Условие задания: Чем, согласно учебному тексту, заболел маленький Женечка?

Учебный текст:
● ● ● ● ●
Мы ждали Розу, и вскоре она приехала в колхоз, только меня там она уже не застала, так как мой маленький Женечка заболел дизентерией, и я с ним находилась в больнице. В больнице я столкнулась с такими ужасами, что еще сейчас, при одном воспоминании, дрожь пробегает по коже.
Дети умирали по нескольку в день – это были дети без родителей, которых подбирали во время бомбежки. Мой мальчик таял на глазах, я его еще кормила грудью, но это его не спасло. Никаких медикаментов не было, день и ночь я держала его на своих руках. Роза забрала моих детей и все вместе они уехали, а я осталась одна, но за них я уже была спокойна. Однажды, когда мне и врачу казалось, что моему мальчику стало лучше, врач уговорил меня прилечь отдохнуть, я ведь еще ухаживала за чужими детьми, врач видел, что я падаю от усталости, и я дала себя уговорить, прилегла. Среди ночи я инстинктивно почувствовала страх, вскочила на ноги, а врач уже шел мне навстречу. Крепитесь, дорогая, ваш ребенок скончался. Не знаю, откуда у меня взялись силы кричать, озноб меня прошиб. Не могли меня успокоить, мертвого ребенка не хотела выпускать из рук. Одна я была со своим горем, надо было хоронить своего ребенка. Я не согласилась похоронить его в общей могиле, заказала гробик и сама понесла его на кладбище.
● ● ● ● ●
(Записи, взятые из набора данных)
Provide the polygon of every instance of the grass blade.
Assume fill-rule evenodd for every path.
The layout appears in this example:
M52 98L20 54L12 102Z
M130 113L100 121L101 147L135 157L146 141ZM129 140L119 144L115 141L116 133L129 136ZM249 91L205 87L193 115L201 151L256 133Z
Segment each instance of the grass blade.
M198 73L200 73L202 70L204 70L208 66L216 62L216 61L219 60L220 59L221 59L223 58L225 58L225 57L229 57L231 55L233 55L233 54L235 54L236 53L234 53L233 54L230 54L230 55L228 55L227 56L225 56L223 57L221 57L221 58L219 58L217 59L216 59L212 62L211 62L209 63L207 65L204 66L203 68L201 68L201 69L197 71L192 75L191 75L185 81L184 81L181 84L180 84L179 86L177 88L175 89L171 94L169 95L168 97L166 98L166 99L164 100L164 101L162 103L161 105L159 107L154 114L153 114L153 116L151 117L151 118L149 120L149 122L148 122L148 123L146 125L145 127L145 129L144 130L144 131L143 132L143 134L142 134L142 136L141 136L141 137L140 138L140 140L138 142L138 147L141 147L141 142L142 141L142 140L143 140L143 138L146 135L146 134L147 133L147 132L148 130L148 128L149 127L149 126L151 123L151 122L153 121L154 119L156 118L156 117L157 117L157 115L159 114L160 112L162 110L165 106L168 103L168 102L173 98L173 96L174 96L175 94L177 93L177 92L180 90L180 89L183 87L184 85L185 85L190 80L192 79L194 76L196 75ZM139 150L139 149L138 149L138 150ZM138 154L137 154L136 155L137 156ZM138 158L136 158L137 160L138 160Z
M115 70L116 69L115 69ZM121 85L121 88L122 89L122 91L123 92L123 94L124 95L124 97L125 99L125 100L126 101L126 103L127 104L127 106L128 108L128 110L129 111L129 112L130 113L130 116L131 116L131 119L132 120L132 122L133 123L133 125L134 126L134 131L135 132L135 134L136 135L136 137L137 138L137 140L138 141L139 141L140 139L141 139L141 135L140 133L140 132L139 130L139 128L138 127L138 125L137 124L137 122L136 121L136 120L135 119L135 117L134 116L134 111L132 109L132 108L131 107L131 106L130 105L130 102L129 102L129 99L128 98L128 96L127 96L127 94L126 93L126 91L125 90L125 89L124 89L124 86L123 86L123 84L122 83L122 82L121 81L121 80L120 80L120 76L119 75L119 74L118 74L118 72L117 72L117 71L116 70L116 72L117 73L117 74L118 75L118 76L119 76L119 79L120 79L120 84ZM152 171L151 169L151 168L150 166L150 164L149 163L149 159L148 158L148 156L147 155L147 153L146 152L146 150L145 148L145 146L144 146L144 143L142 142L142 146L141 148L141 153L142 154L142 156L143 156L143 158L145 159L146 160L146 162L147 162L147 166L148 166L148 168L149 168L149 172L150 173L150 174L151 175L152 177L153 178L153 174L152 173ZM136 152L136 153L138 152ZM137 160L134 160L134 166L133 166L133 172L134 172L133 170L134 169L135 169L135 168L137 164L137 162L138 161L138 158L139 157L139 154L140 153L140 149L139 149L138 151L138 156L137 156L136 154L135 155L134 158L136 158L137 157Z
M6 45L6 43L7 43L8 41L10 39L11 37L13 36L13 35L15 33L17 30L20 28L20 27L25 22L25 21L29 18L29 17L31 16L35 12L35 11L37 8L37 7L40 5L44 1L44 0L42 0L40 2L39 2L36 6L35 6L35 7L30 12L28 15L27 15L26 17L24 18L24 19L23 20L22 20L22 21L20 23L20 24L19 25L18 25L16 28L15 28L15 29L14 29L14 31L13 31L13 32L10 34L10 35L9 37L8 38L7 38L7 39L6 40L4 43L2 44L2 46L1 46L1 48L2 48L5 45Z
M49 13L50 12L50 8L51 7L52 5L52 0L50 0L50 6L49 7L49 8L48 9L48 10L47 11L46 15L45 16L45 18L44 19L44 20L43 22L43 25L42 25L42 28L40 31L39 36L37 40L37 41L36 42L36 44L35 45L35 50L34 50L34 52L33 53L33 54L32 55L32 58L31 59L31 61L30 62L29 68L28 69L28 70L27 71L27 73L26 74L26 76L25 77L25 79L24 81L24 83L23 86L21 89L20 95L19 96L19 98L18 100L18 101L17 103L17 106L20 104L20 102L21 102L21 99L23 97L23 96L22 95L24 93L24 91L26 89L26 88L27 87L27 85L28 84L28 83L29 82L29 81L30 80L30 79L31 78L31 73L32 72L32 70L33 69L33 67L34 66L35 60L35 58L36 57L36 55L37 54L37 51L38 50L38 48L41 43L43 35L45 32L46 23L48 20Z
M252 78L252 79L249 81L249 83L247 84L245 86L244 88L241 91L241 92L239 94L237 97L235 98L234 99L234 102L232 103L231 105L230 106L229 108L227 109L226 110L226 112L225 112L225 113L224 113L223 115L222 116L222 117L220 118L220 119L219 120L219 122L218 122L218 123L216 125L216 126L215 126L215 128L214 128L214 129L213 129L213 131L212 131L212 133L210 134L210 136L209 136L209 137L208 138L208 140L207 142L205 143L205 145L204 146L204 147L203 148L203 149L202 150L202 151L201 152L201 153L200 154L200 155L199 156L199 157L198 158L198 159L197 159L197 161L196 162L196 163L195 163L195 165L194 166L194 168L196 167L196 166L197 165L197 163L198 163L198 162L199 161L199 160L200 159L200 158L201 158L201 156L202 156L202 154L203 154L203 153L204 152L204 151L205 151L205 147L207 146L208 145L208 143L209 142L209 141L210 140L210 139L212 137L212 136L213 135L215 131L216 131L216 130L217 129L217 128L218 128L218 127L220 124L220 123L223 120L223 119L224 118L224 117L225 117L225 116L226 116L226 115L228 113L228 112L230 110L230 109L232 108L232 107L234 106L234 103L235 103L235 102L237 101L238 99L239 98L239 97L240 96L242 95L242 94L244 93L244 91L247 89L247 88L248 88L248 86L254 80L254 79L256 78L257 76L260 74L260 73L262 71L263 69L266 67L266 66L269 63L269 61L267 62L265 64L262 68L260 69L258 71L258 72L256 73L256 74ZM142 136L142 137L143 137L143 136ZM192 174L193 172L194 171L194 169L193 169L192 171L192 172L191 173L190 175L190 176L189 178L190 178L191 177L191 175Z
● ● ● ● ●
Результат: Женечка заболел дизентерией.